- _Activity_
Copy the entries without a single change. Pictures should be dropped.
Supplied data: Begin
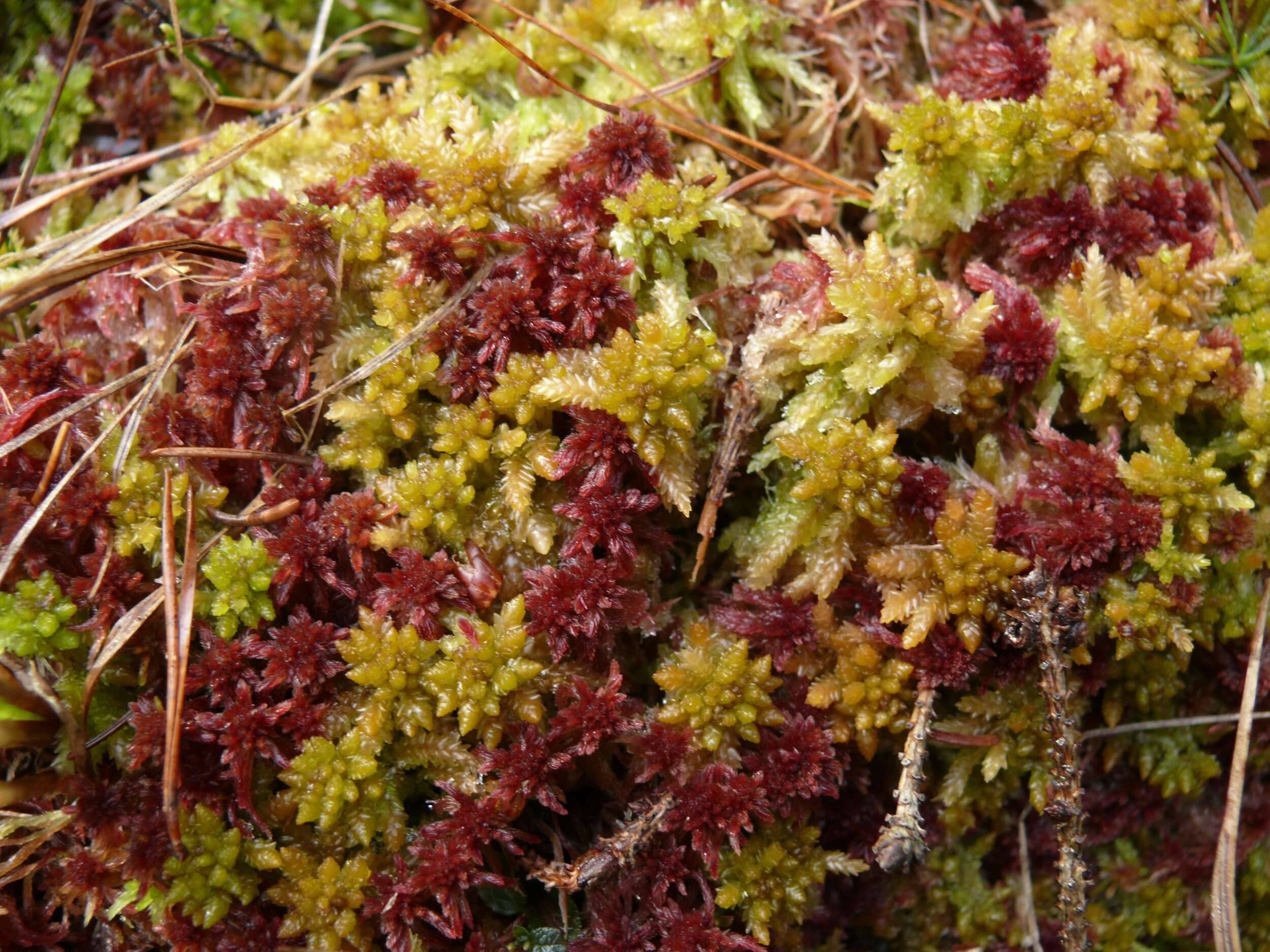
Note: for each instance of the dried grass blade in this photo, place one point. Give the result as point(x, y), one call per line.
point(849, 188)
point(1199, 721)
point(101, 655)
point(19, 540)
point(45, 282)
point(148, 392)
point(172, 724)
point(82, 404)
point(525, 57)
point(262, 517)
point(690, 79)
point(102, 172)
point(421, 331)
point(1027, 903)
point(166, 196)
point(28, 169)
point(1226, 915)
point(121, 634)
Supplied data: End
- _Reply_
Note: for each instance of the dried grass blade in this photo, place one point. Give the result as point(x, y), one call per line.
point(849, 188)
point(1199, 721)
point(101, 655)
point(19, 540)
point(45, 282)
point(148, 392)
point(172, 724)
point(82, 404)
point(525, 57)
point(262, 517)
point(690, 79)
point(102, 172)
point(421, 331)
point(1027, 903)
point(166, 196)
point(28, 169)
point(1226, 915)
point(121, 634)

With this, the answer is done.